• TASK INPUTS:
********

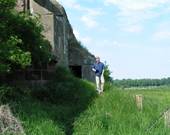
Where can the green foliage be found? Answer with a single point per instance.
(21, 39)
(51, 109)
(6, 5)
(126, 83)
(115, 112)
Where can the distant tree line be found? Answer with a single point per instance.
(141, 82)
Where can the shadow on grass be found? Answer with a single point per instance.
(61, 100)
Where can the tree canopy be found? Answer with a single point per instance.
(21, 39)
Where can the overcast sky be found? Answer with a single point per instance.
(132, 36)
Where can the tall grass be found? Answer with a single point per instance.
(51, 109)
(115, 113)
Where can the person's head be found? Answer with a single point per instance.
(97, 59)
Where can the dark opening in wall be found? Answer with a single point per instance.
(76, 70)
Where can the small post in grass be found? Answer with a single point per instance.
(167, 118)
(139, 101)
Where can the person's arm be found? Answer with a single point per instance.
(103, 70)
(93, 68)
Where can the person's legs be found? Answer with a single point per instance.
(98, 84)
(102, 83)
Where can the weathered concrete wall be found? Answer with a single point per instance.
(58, 31)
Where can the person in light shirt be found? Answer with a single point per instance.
(98, 69)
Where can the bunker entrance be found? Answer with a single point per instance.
(76, 70)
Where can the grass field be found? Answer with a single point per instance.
(66, 108)
(115, 113)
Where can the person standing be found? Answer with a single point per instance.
(98, 68)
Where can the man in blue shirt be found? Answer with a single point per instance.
(98, 68)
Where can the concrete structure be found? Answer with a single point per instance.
(58, 31)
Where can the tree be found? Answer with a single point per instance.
(21, 39)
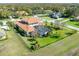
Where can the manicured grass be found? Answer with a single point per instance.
(47, 18)
(13, 45)
(55, 36)
(73, 23)
(67, 47)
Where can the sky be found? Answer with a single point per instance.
(39, 1)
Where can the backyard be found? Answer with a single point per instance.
(73, 23)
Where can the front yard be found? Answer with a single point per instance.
(55, 36)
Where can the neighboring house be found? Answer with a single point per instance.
(55, 15)
(28, 27)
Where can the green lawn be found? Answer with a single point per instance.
(73, 23)
(47, 18)
(67, 47)
(13, 45)
(55, 36)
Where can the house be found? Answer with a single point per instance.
(55, 15)
(4, 26)
(74, 18)
(2, 34)
(28, 26)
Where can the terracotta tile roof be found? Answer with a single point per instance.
(25, 27)
(32, 20)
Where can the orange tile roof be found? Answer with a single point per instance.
(25, 27)
(32, 20)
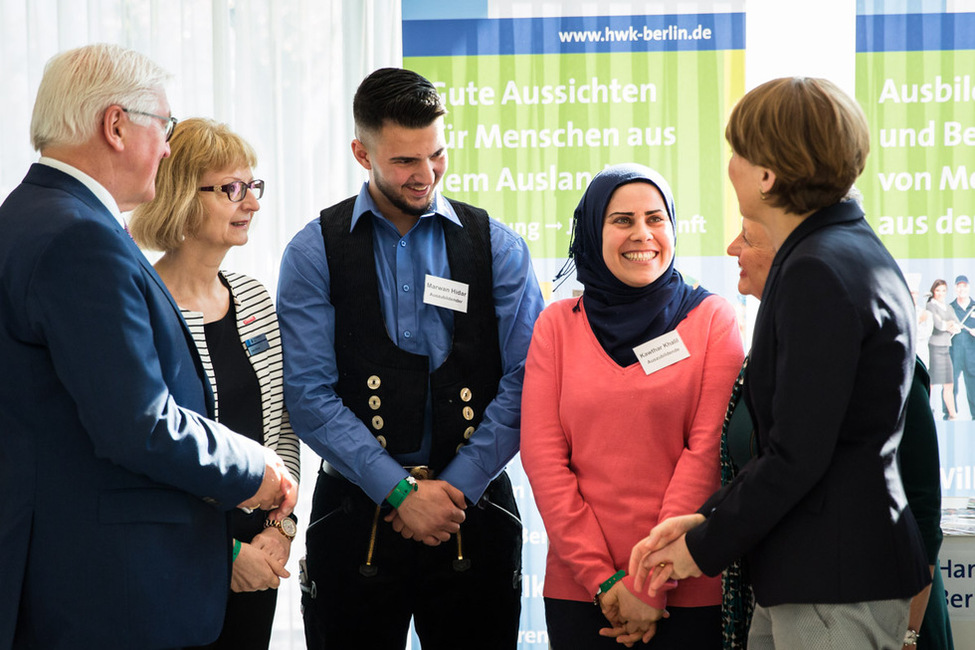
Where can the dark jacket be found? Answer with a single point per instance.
(109, 523)
(821, 514)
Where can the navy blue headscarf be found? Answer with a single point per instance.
(622, 316)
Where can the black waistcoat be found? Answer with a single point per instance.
(385, 386)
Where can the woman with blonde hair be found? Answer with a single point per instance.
(206, 198)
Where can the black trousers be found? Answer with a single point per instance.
(250, 616)
(471, 604)
(573, 625)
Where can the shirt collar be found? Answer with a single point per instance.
(96, 188)
(365, 203)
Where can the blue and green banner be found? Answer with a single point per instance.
(915, 79)
(539, 104)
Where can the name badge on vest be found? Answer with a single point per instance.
(663, 351)
(441, 292)
(257, 344)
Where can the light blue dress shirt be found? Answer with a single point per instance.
(307, 322)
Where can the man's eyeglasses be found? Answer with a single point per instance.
(237, 190)
(170, 122)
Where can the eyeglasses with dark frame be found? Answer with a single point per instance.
(170, 121)
(237, 190)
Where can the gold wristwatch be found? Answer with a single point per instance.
(286, 527)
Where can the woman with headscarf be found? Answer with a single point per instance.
(625, 390)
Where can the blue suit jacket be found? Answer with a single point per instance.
(113, 527)
(820, 513)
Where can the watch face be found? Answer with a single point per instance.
(288, 526)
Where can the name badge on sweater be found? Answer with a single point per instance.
(663, 351)
(441, 292)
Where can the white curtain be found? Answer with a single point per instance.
(280, 72)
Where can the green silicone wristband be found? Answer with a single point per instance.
(606, 586)
(401, 491)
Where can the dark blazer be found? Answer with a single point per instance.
(113, 527)
(821, 514)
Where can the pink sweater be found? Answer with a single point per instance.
(611, 451)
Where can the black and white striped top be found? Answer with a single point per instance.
(256, 317)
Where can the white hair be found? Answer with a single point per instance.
(79, 84)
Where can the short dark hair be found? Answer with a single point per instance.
(809, 132)
(395, 95)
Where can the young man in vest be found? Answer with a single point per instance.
(406, 319)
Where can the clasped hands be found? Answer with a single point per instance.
(430, 514)
(260, 564)
(630, 618)
(662, 556)
(278, 491)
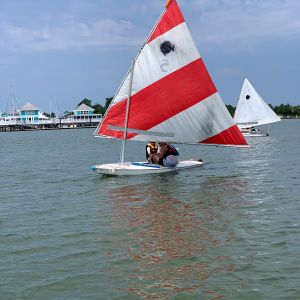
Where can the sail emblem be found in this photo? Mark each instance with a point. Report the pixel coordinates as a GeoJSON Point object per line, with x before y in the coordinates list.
{"type": "Point", "coordinates": [166, 47]}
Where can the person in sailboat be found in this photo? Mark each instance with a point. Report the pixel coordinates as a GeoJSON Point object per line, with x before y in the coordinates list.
{"type": "Point", "coordinates": [151, 148]}
{"type": "Point", "coordinates": [167, 155]}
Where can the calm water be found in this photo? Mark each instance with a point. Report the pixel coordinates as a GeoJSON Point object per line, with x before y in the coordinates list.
{"type": "Point", "coordinates": [230, 230]}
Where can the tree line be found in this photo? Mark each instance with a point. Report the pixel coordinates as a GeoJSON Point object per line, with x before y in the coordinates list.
{"type": "Point", "coordinates": [282, 110]}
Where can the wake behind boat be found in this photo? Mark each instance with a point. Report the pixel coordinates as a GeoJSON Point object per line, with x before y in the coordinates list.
{"type": "Point", "coordinates": [252, 111]}
{"type": "Point", "coordinates": [167, 96]}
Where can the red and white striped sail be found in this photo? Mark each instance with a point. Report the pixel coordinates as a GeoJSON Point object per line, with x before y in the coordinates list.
{"type": "Point", "coordinates": [173, 98]}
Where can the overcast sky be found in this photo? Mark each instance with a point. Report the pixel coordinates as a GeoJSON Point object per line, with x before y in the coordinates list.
{"type": "Point", "coordinates": [73, 49]}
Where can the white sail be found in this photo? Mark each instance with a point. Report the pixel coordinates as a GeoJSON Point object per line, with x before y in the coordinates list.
{"type": "Point", "coordinates": [173, 97]}
{"type": "Point", "coordinates": [251, 109]}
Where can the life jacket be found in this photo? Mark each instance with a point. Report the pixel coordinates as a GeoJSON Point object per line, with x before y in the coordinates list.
{"type": "Point", "coordinates": [171, 151]}
{"type": "Point", "coordinates": [153, 149]}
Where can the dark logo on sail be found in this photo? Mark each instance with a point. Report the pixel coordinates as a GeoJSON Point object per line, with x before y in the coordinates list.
{"type": "Point", "coordinates": [166, 47]}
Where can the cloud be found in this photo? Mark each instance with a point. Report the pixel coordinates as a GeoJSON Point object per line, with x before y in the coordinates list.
{"type": "Point", "coordinates": [247, 22]}
{"type": "Point", "coordinates": [68, 35]}
{"type": "Point", "coordinates": [235, 24]}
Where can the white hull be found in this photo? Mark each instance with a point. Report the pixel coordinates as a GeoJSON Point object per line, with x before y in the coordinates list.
{"type": "Point", "coordinates": [142, 168]}
{"type": "Point", "coordinates": [247, 134]}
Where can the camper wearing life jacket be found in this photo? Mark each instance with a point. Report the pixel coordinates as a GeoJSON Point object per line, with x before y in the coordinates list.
{"type": "Point", "coordinates": [167, 155]}
{"type": "Point", "coordinates": [151, 149]}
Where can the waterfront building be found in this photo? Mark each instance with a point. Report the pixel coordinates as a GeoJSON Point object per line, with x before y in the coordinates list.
{"type": "Point", "coordinates": [29, 116]}
{"type": "Point", "coordinates": [84, 113]}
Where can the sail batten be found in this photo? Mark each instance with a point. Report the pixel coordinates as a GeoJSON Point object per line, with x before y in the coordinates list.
{"type": "Point", "coordinates": [172, 91]}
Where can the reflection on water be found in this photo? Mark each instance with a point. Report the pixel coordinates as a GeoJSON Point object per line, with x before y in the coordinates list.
{"type": "Point", "coordinates": [167, 235]}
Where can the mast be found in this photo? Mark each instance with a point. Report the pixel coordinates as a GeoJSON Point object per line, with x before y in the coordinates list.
{"type": "Point", "coordinates": [127, 113]}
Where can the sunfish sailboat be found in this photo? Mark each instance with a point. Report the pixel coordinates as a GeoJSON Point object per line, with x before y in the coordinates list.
{"type": "Point", "coordinates": [167, 96]}
{"type": "Point", "coordinates": [252, 111]}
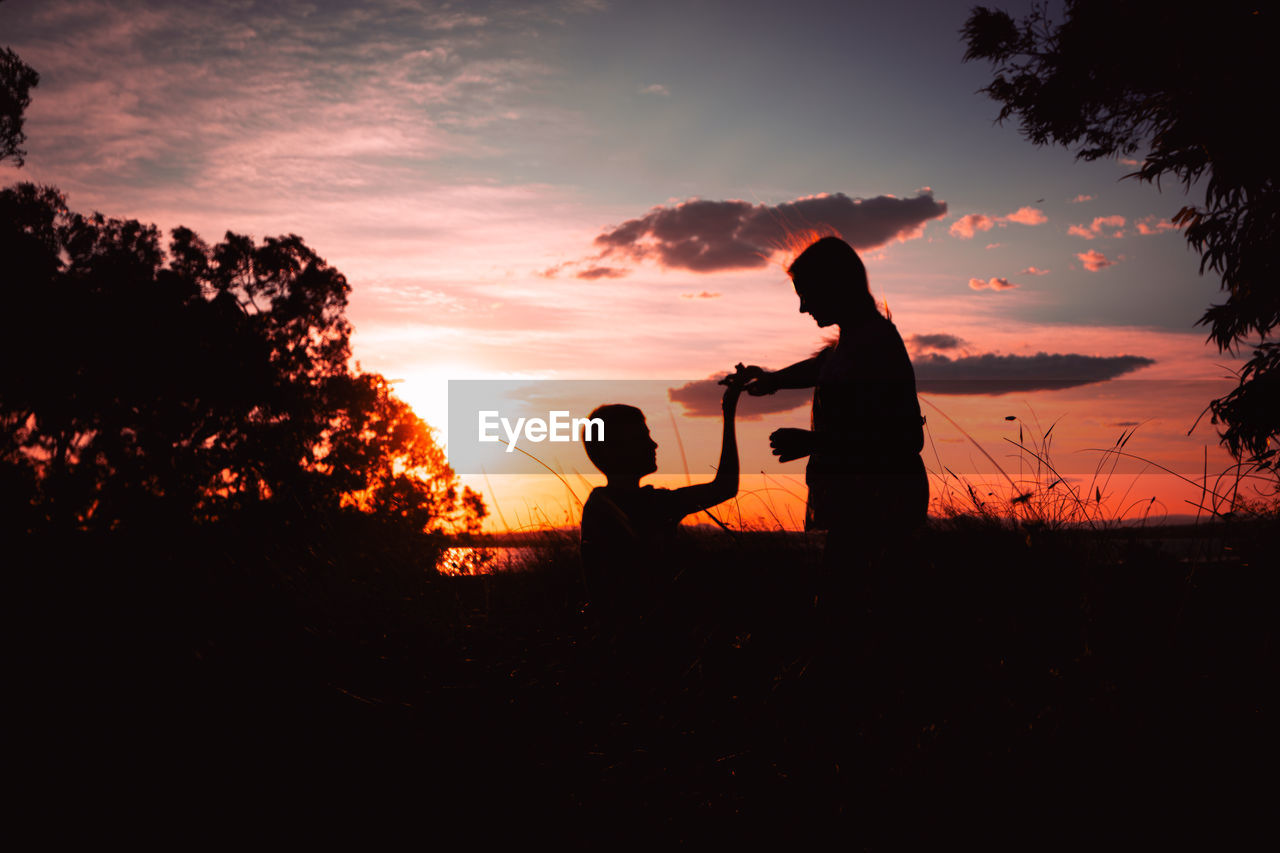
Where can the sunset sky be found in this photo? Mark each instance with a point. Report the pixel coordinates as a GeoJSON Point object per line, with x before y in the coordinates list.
{"type": "Point", "coordinates": [593, 190]}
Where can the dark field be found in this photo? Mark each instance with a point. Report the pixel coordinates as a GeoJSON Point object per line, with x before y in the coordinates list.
{"type": "Point", "coordinates": [979, 678]}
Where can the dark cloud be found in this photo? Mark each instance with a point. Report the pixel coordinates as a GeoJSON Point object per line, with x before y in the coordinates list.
{"type": "Point", "coordinates": [1001, 374]}
{"type": "Point", "coordinates": [936, 374]}
{"type": "Point", "coordinates": [708, 236]}
{"type": "Point", "coordinates": [923, 342]}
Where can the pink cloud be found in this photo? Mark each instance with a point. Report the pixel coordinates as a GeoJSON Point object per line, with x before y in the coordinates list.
{"type": "Point", "coordinates": [991, 284]}
{"type": "Point", "coordinates": [593, 273]}
{"type": "Point", "coordinates": [1027, 217]}
{"type": "Point", "coordinates": [1095, 228]}
{"type": "Point", "coordinates": [968, 226]}
{"type": "Point", "coordinates": [709, 236]}
{"type": "Point", "coordinates": [1095, 260]}
{"type": "Point", "coordinates": [1153, 224]}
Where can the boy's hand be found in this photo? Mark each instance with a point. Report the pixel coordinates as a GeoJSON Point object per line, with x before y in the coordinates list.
{"type": "Point", "coordinates": [791, 443]}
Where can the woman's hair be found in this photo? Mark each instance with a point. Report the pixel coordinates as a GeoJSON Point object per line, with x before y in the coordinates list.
{"type": "Point", "coordinates": [831, 261]}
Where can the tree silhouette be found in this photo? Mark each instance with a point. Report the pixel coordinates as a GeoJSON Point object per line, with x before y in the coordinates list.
{"type": "Point", "coordinates": [1182, 85]}
{"type": "Point", "coordinates": [17, 80]}
{"type": "Point", "coordinates": [142, 384]}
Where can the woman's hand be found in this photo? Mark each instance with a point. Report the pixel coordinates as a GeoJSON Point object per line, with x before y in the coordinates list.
{"type": "Point", "coordinates": [759, 382]}
{"type": "Point", "coordinates": [790, 443]}
{"type": "Point", "coordinates": [734, 384]}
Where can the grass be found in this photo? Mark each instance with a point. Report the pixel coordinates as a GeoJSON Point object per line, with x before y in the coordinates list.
{"type": "Point", "coordinates": [1024, 655]}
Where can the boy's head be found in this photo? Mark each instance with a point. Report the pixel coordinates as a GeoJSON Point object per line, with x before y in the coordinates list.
{"type": "Point", "coordinates": [626, 450]}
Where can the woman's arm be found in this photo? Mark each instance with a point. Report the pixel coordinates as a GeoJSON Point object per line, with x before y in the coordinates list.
{"type": "Point", "coordinates": [760, 382]}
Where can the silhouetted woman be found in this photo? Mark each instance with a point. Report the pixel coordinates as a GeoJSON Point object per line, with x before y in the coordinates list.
{"type": "Point", "coordinates": [867, 483]}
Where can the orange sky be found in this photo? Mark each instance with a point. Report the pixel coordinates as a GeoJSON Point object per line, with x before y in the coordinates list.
{"type": "Point", "coordinates": [513, 192]}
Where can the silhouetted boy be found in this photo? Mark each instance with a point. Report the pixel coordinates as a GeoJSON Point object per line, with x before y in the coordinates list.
{"type": "Point", "coordinates": [627, 529]}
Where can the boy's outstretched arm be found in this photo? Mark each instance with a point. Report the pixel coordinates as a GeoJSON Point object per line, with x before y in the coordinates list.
{"type": "Point", "coordinates": [694, 498]}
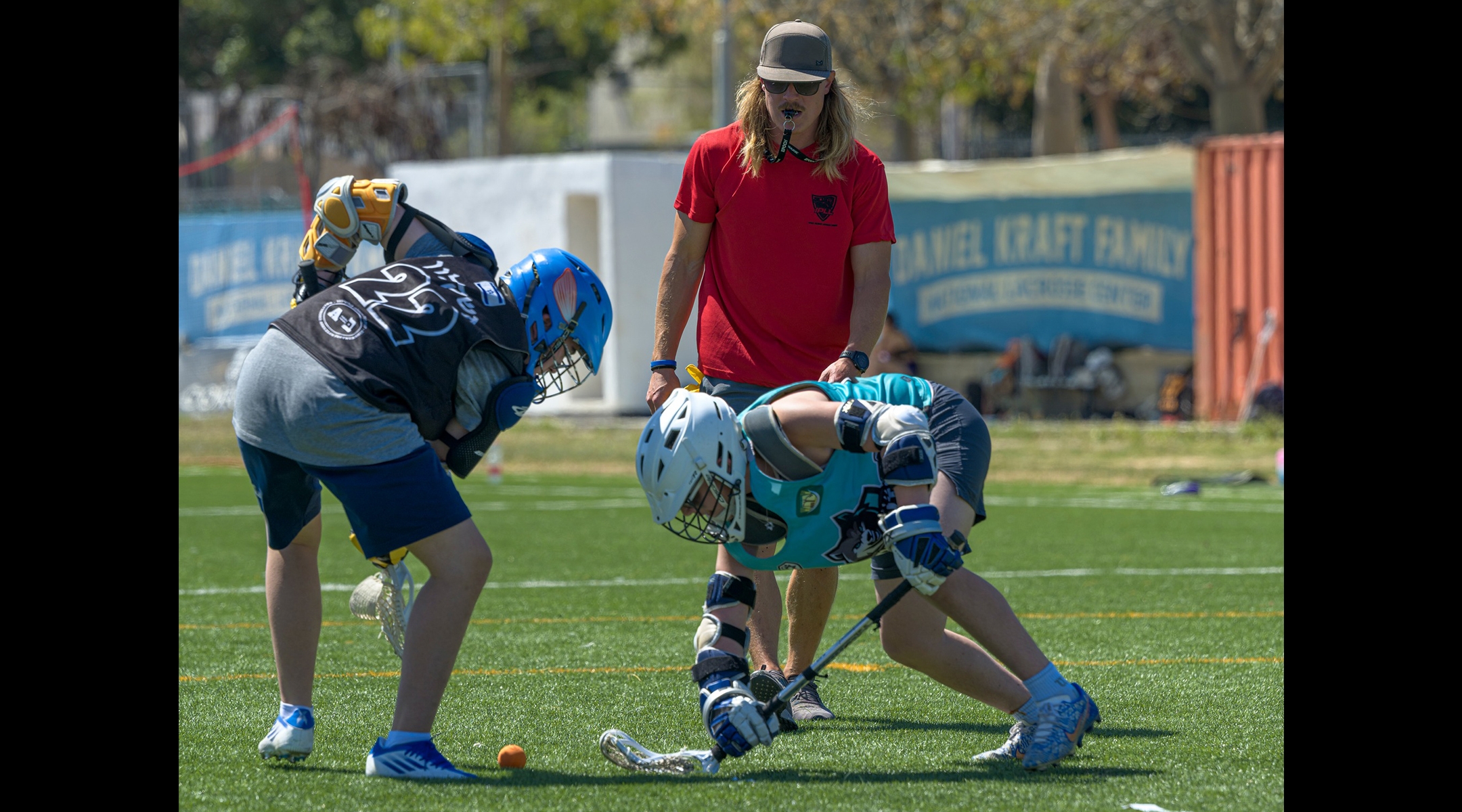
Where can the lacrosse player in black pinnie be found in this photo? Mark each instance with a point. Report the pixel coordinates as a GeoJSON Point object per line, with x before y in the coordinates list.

********

• WHAT TO PRODUCE: Beginning with the line that contains "Where can the boy's outstretched", write out the remaining lines of the listing above through the last, exactly and only those, without pictures.

• WRITTEN ANSWER:
Where can the boy's outstretched arm be found in this photo? Mark each instance with a point. Report the pixel coordinates as a GeoJSON Point object per line, with x before y in the coordinates list.
{"type": "Point", "coordinates": [694, 498]}
Where can the lacrosse player in black pinnie be found in this photo? Mark each instance with a point. Report the pixel coordinates as a GeoJSON Point object per line, with x before y in the coordinates list.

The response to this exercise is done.